Dataset entries:
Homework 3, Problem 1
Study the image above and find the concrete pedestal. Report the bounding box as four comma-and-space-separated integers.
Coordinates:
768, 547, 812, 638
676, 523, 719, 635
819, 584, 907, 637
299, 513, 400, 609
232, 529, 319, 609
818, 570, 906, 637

◆ What to do: Restate the records in full, keeping every word as it is.

◆ Task response:
Homework 3, Problem 1
Study the image above and find the concrete pedestal. Report the bounding box as four comma-and-space-separated integers.
Coordinates:
768, 547, 812, 638
676, 523, 719, 635
819, 584, 907, 637
299, 513, 400, 609
232, 529, 319, 609
818, 570, 906, 637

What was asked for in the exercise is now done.